Extrait du document:
·····
En attendant, même si elle ne va jamais « assez loin » aux yeux du FN (ou en tout cas suivant sa rhétorique), la politique de Nicolas Sarkozy a récemment suscité des critiques. Pendant quelques semaines, l’affaire a même pris les allures d’une mini-crise internationale, quoiqu’elle ait été plutôt de l’ordre du symbolique. Il faudrait remonter à la guerre d’Algérie ou, au moins, aux essais nucléaires de Muroroa pour retrouver – dans l’Histoire récente – des critiques aussi virulentes contre la politique française, prononcées dans des enceintes internationales.
Relatif mais réel isolement international
Le pape et Fidel Castro, la Commission européenne de Bruxelles et le Conseil de l’Europe : de nombreuses voix, sur le plan international tout autant que sur le plan intérieur français, ont critiqué la politique officielle de la France, ces dernières semaines.
·····
Matériel:
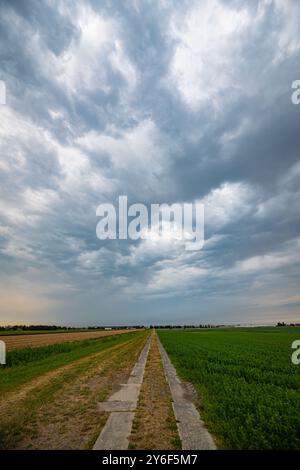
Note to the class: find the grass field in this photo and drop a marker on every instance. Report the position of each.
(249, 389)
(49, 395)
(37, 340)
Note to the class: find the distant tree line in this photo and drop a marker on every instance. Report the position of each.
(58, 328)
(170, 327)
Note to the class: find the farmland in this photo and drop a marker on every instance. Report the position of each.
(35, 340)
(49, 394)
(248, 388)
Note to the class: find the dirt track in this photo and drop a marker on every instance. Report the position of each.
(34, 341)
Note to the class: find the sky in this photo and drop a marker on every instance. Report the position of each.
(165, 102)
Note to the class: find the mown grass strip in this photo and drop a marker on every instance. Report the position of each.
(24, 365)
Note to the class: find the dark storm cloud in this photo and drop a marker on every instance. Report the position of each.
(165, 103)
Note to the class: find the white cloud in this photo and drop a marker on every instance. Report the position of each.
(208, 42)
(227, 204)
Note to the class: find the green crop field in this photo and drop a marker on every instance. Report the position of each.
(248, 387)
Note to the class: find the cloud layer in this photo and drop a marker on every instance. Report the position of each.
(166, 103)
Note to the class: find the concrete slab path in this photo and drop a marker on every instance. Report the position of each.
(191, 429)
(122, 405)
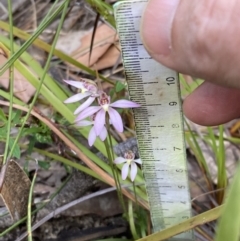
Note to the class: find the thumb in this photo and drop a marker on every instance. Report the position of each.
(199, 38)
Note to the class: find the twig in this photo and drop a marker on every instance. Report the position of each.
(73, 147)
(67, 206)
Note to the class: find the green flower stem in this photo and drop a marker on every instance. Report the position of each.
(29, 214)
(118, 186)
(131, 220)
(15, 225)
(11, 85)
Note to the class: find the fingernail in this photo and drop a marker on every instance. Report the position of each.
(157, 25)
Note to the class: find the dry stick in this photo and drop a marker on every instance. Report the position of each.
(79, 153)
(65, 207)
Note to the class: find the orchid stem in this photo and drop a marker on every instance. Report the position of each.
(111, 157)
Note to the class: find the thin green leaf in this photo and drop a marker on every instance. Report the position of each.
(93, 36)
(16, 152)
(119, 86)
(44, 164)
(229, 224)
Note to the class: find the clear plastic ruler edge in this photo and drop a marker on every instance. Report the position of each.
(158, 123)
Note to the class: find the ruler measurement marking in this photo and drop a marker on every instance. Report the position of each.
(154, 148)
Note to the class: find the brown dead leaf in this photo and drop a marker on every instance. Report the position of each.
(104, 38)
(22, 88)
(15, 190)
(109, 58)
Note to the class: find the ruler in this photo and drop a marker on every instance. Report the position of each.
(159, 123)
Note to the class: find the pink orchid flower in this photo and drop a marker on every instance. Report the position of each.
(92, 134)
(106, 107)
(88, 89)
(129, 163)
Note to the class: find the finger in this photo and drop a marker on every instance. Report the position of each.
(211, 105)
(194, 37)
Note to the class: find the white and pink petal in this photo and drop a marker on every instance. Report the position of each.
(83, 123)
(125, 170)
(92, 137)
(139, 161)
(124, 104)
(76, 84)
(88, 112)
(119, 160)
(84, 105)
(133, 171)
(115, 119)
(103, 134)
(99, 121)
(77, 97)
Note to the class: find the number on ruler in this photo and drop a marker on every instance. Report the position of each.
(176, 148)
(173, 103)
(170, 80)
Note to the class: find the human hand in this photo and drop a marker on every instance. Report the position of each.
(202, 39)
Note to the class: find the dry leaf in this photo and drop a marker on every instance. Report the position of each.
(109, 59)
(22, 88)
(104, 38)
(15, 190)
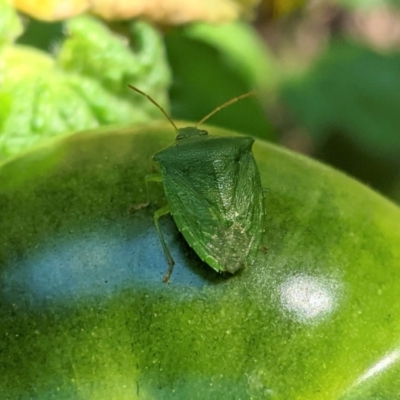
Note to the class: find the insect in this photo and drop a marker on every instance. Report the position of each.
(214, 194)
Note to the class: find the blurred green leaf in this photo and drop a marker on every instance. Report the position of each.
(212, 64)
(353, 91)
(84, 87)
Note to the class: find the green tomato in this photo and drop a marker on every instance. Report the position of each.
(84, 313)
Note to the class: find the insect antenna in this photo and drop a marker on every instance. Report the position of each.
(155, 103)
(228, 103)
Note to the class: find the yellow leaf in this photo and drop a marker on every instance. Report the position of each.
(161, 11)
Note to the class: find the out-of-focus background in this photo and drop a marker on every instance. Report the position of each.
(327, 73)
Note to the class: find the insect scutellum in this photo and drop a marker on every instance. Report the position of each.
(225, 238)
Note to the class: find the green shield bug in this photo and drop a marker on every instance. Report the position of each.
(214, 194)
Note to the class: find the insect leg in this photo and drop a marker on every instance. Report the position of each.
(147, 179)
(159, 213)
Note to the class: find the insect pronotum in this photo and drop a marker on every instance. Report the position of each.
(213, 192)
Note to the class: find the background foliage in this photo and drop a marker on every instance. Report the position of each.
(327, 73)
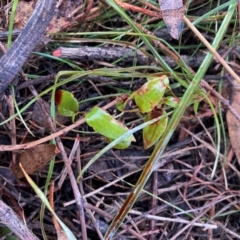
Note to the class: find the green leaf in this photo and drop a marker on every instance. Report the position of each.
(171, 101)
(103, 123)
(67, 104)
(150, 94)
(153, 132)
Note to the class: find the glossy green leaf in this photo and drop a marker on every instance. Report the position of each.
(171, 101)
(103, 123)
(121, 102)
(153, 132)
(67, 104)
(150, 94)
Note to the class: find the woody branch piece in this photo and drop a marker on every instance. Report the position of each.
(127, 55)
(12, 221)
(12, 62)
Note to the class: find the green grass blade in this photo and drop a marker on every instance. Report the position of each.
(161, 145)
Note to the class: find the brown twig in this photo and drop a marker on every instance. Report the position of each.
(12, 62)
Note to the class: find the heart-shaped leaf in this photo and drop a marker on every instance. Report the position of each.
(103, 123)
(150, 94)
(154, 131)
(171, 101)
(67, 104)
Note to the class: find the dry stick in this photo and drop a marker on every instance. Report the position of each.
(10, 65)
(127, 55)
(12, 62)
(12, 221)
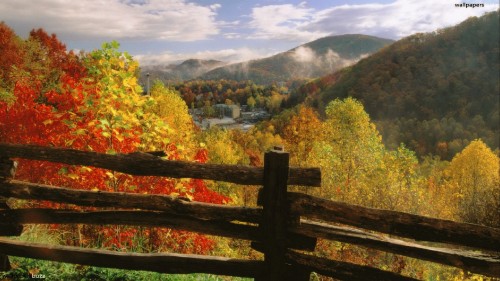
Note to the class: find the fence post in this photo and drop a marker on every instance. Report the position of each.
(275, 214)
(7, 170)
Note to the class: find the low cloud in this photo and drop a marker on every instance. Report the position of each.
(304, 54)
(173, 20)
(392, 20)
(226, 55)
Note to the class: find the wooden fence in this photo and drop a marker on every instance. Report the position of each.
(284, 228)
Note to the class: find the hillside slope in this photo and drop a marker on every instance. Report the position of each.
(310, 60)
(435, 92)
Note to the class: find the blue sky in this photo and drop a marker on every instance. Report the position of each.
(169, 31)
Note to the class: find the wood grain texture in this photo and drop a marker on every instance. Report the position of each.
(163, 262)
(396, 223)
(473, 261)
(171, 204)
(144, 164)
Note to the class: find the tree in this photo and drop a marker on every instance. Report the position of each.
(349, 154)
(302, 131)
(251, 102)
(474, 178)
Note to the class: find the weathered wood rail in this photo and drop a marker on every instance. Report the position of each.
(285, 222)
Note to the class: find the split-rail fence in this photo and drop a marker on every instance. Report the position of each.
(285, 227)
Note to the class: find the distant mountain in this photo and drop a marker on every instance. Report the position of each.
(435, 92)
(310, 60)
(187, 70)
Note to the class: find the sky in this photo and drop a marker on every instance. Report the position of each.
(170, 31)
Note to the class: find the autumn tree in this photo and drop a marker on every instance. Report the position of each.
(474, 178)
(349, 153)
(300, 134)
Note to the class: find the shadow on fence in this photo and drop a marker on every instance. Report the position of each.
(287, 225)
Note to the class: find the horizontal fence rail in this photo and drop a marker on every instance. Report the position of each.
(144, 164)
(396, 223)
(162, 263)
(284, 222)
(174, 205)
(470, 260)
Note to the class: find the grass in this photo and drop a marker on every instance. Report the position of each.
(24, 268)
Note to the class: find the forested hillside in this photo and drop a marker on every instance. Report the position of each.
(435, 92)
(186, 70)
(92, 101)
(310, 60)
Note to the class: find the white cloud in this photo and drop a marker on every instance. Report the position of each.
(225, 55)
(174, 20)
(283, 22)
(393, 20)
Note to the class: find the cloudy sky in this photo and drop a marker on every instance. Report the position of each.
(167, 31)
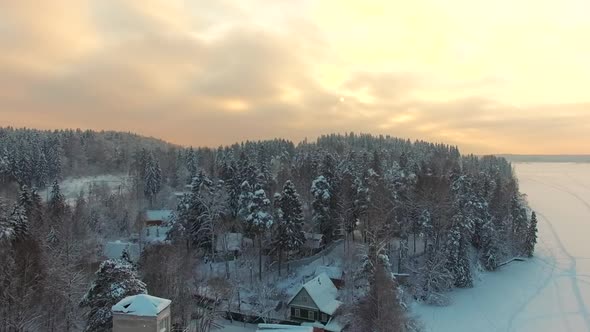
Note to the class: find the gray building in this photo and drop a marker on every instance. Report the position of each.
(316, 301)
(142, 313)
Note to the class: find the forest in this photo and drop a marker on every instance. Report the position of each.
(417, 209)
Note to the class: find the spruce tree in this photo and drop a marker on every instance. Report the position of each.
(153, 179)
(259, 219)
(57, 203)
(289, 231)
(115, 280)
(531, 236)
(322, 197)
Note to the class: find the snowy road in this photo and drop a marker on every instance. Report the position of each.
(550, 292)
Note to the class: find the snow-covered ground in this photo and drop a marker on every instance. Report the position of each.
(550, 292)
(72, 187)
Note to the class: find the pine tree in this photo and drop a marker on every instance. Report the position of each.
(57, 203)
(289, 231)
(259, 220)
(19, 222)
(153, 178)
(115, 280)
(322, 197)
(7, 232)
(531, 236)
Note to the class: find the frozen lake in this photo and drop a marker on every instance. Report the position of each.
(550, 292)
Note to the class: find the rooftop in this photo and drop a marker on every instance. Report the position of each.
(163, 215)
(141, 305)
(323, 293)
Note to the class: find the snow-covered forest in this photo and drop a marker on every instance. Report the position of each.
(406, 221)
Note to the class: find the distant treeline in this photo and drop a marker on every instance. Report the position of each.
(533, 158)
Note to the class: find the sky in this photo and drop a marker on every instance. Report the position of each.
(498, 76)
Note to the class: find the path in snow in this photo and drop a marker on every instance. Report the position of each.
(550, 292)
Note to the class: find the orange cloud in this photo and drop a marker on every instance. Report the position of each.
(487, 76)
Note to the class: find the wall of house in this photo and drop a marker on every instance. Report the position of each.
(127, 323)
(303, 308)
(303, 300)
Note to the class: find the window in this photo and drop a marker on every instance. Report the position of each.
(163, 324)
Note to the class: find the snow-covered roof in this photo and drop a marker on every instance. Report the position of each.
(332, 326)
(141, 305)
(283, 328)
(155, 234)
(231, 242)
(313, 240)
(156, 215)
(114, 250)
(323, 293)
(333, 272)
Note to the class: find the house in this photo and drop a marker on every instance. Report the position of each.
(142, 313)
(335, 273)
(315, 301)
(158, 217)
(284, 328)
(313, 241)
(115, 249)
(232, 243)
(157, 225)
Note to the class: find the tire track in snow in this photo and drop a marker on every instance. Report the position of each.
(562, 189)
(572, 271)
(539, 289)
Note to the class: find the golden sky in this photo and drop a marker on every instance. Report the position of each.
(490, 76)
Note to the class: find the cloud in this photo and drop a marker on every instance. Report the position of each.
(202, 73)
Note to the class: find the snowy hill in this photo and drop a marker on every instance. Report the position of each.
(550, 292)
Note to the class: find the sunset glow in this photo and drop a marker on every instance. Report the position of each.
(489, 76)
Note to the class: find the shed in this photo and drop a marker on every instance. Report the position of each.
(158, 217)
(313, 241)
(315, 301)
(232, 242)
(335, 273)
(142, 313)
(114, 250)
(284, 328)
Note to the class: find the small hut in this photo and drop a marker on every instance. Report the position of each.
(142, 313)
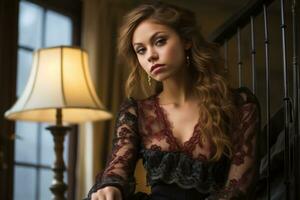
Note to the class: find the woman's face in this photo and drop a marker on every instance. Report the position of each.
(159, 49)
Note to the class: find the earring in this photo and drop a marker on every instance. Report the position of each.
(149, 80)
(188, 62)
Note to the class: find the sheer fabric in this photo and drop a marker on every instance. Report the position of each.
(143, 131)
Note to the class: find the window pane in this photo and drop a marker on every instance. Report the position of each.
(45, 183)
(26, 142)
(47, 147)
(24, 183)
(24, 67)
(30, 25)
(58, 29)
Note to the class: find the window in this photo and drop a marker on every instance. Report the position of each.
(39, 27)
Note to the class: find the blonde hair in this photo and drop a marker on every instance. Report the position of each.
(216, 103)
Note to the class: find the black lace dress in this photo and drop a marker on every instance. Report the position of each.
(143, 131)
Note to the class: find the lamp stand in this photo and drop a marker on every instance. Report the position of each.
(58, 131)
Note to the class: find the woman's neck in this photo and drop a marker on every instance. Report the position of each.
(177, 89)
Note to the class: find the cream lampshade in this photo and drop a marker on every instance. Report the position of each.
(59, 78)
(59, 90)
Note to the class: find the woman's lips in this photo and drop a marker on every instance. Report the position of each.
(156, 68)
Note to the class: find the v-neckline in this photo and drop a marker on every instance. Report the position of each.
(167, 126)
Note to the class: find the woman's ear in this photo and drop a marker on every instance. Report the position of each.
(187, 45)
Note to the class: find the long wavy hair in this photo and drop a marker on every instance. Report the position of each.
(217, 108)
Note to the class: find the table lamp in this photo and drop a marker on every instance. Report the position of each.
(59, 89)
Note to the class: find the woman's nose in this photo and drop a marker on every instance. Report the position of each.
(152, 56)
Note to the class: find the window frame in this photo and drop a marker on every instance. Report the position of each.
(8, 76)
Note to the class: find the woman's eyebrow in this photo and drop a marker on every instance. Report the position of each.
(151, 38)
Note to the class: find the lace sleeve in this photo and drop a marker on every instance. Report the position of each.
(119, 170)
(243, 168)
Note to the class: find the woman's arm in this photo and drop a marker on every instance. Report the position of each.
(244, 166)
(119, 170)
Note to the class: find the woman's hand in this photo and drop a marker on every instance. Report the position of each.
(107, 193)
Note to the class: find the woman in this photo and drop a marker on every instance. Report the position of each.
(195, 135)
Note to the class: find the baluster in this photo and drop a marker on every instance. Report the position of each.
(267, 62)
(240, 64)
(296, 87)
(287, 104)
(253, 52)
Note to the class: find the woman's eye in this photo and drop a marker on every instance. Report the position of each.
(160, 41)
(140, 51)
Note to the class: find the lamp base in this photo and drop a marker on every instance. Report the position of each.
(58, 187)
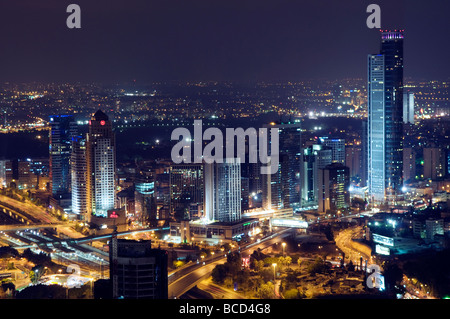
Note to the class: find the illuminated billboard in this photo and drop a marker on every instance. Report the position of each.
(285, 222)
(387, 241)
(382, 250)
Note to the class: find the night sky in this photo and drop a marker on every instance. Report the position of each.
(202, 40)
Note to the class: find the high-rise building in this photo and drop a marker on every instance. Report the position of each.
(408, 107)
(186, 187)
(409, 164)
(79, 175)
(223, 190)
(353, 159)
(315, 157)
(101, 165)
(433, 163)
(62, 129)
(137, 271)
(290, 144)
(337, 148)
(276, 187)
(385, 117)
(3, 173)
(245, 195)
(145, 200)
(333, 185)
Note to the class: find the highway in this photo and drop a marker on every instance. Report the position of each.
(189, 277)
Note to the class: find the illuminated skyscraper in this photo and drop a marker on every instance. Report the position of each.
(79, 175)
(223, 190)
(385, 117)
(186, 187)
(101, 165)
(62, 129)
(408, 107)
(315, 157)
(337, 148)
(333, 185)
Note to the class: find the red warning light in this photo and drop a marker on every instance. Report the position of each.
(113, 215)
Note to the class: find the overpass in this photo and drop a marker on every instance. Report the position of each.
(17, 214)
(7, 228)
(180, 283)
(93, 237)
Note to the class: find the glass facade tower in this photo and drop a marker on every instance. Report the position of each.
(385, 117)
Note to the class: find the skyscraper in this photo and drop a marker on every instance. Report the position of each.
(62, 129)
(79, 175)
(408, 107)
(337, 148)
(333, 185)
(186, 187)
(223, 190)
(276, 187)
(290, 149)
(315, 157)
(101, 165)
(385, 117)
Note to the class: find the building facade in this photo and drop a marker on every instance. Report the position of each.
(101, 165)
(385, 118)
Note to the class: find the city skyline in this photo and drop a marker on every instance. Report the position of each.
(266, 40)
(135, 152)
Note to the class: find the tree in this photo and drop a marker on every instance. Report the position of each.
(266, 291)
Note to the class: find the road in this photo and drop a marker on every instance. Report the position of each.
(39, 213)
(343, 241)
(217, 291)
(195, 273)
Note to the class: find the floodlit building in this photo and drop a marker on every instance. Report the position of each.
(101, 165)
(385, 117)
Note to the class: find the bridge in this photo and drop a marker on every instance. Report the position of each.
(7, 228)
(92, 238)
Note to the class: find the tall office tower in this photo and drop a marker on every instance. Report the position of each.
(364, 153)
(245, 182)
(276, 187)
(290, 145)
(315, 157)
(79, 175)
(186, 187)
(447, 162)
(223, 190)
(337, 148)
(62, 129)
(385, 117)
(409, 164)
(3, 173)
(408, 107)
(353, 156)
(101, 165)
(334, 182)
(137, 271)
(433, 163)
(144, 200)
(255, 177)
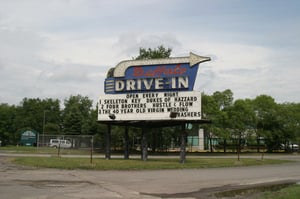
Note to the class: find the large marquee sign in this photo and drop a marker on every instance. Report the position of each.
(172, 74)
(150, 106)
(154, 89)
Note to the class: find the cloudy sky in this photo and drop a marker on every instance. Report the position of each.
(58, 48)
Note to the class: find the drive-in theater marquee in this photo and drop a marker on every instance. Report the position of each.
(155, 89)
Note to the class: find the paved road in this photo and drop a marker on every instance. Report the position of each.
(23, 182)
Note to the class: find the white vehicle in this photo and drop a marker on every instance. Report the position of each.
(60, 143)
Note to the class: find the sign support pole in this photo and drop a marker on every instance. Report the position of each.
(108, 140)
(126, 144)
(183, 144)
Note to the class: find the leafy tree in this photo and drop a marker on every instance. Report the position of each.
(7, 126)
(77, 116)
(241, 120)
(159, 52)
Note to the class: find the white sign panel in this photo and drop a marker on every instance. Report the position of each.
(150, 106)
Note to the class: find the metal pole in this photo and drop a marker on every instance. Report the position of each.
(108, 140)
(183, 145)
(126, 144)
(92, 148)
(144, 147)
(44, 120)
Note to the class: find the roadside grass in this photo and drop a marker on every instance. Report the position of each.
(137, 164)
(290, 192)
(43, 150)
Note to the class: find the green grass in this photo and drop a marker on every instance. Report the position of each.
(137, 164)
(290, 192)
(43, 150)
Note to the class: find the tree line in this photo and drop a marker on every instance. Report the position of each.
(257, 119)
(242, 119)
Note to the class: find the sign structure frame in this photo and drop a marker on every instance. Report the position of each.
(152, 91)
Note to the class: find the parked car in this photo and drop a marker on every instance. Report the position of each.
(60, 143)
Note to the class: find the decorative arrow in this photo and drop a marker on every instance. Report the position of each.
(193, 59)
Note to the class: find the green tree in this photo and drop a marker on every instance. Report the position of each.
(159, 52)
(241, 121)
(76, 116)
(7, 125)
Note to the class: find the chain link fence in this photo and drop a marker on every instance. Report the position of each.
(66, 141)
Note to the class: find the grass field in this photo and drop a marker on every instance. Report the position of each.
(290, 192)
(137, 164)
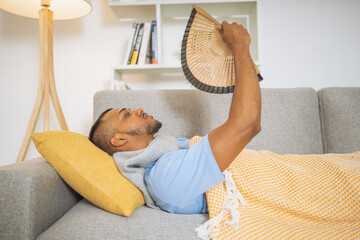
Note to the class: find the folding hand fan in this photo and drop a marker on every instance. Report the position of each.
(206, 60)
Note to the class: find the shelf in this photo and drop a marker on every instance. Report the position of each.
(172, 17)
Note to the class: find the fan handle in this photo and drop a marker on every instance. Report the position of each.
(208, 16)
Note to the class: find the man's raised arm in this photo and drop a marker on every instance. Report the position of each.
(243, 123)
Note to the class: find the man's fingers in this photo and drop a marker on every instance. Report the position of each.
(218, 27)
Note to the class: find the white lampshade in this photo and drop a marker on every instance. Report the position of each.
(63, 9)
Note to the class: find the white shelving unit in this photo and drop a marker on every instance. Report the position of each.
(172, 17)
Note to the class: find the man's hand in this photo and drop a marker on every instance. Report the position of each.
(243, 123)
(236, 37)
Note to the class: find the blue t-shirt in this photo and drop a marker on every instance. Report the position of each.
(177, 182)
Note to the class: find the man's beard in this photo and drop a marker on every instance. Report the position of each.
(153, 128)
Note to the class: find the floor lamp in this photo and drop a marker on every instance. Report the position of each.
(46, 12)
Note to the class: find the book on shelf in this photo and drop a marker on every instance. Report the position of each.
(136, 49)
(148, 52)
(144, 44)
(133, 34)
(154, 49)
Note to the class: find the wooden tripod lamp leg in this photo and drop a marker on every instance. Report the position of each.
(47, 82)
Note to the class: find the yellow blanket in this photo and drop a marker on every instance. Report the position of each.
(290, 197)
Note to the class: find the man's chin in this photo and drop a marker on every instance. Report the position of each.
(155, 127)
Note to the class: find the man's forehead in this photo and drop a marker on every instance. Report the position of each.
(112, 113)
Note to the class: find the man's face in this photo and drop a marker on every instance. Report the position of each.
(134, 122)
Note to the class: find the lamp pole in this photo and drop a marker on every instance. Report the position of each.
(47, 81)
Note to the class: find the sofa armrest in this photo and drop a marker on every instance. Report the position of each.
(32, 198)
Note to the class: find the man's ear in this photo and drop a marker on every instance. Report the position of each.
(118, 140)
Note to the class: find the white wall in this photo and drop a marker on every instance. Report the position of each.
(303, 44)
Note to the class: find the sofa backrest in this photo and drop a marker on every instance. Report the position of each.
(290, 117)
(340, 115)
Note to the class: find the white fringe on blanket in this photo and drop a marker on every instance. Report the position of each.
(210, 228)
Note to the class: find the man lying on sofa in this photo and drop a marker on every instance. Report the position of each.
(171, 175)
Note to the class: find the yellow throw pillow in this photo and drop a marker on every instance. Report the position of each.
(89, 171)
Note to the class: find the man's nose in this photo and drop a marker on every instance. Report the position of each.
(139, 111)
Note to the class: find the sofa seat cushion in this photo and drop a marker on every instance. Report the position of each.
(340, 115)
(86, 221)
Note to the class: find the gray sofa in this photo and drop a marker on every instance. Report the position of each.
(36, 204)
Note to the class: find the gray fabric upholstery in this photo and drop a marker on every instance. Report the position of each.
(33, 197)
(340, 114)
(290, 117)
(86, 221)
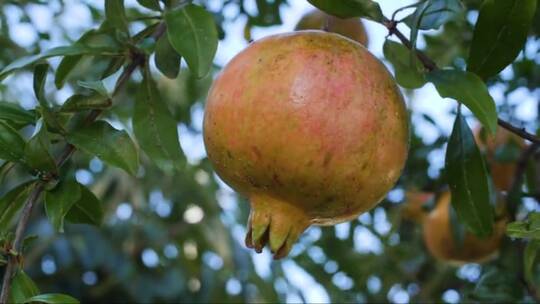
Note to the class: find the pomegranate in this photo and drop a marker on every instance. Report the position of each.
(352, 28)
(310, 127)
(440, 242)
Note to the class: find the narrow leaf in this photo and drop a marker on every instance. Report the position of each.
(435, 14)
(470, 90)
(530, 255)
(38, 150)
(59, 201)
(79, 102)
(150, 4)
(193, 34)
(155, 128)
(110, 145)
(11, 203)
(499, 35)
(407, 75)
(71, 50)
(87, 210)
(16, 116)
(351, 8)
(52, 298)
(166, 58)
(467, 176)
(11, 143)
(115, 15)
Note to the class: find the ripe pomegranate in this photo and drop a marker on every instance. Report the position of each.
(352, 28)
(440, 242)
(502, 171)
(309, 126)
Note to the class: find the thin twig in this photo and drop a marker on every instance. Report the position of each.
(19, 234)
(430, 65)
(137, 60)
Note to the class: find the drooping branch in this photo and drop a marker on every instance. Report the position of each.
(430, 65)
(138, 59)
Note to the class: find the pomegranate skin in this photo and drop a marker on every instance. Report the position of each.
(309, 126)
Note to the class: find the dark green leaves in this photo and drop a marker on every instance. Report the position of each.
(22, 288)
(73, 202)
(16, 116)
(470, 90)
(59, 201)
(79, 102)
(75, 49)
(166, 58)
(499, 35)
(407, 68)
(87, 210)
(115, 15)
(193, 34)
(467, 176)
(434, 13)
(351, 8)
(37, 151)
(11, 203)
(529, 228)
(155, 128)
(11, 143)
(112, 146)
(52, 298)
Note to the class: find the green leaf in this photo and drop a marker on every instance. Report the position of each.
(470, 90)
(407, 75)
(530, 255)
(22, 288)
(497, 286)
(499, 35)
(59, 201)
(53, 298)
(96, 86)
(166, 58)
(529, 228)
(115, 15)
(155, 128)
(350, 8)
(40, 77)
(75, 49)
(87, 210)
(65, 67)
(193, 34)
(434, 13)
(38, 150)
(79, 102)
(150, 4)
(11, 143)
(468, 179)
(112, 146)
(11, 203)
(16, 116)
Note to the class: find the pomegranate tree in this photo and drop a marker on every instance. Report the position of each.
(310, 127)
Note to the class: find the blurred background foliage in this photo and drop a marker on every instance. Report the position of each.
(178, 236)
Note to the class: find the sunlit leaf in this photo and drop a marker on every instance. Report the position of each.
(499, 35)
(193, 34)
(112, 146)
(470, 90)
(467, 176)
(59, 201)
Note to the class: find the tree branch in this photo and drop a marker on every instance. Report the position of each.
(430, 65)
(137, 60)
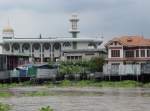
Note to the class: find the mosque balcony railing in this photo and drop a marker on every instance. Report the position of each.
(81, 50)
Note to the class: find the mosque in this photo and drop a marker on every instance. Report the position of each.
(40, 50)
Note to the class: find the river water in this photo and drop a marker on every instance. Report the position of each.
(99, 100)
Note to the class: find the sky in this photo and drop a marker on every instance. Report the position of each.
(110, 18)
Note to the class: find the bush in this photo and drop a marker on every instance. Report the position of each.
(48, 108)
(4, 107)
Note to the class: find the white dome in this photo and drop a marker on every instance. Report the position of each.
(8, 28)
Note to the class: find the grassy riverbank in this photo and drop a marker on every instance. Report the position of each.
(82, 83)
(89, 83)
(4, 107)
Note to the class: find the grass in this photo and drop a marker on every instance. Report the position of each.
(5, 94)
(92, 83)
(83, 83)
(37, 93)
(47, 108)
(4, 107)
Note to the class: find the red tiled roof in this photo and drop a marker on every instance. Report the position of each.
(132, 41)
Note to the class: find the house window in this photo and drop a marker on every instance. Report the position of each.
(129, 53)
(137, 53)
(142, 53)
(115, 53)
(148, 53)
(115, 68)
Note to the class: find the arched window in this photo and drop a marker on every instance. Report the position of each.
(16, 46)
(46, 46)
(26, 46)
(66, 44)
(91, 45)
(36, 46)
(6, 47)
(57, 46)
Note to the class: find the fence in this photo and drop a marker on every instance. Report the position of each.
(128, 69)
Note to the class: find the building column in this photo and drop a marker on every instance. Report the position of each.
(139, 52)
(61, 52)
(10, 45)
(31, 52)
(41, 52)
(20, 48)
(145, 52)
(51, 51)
·····
Tâche courte A:
Répondez à ces questions sur l'extrait :
(i) Pendant combien de temps l'affaire a-t-elle pris les allures d'une mini-crise internationale ?
(ii) Jusqu'à quels événements faudrait-il remonter pour retrouver des critiques aussi virulentes contre la politique française ?
(iii) Quelles institutions européennes figurent parmi les voix qui ont critiqué la politique officielle de la France ?
Tâche courte B: Reprenez sous forme de tableau Markdown les lignes du listing, de celle qui contient « Note to the class: find the grassy » jusqu'à la fin du listing. Utilisez deux colonnes, Numéro et Ligne, et laissez de côté les lignes vides.

Résultat A:
(i) Pendant quelques semaines.
(ii) Jusqu'à la guerre d'Algérie ou, au moins, aux essais nucléaires de Muroroa.
(iii) La Commission européenne de Bruxelles et le Conseil de l'Europe.

Résultat B:
| Numéro | Ligne |
|---|---|
| 1 | Note to the class: find the grassy riverbank in this photo and drop a marker on every instance. Report the position of each. |
| 2 | (82, 83) |
| 3 | (89, 83) |
| 4 | (4, 107) |
| 5 | Note to the class: find the grass in this photo and drop a marker on every instance. Report the position of each. |
| 6 | (5, 94) |
| 7 | (92, 83) |
| 8 | (83, 83) |
| 9 | (37, 93) |
| 10 | (47, 108) |
| 11 | (4, 107) |
| 12 | Note to the class: find the red tiled roof in this photo and drop a marker on every instance. Report the position of each. |
| 13 | (132, 41) |
| 14 | Note to the class: find the house window in this photo and drop a marker on every instance. Report the position of each. |
| 15 | (129, 53) |
| 16 | (137, 53) |
| 17 | (142, 53) |
| 18 | (115, 53) |
| 19 | (148, 53) |
| 20 | (115, 68) |
| 21 | Note to the class: find the arched window in this photo and drop a marker on every instance. Report the position of each. |
| 22 | (16, 46) |
| 23 | (46, 46) |
| 24 | (26, 46) |
| 25 | (66, 44) |
| 26 | (91, 45) |
| 27 | (36, 46) |
| 28 | (6, 47) |
| 29 | (57, 46) |
| 30 | Note to the class: find the fence in this photo and drop a marker on every instance. Report the position of each. |
| 31 | (128, 69) |
| 32 | Note to the class: find the building column in this photo and drop a marker on every instance. Report the position of each. |
| 33 | (139, 52) |
| 34 | (61, 52) |
| 35 | (10, 45) |
| 36 | (31, 52) |
| 37 | (41, 52) |
| 38 | (20, 48) |
| 39 | (145, 52) |
| 40 | (51, 51) |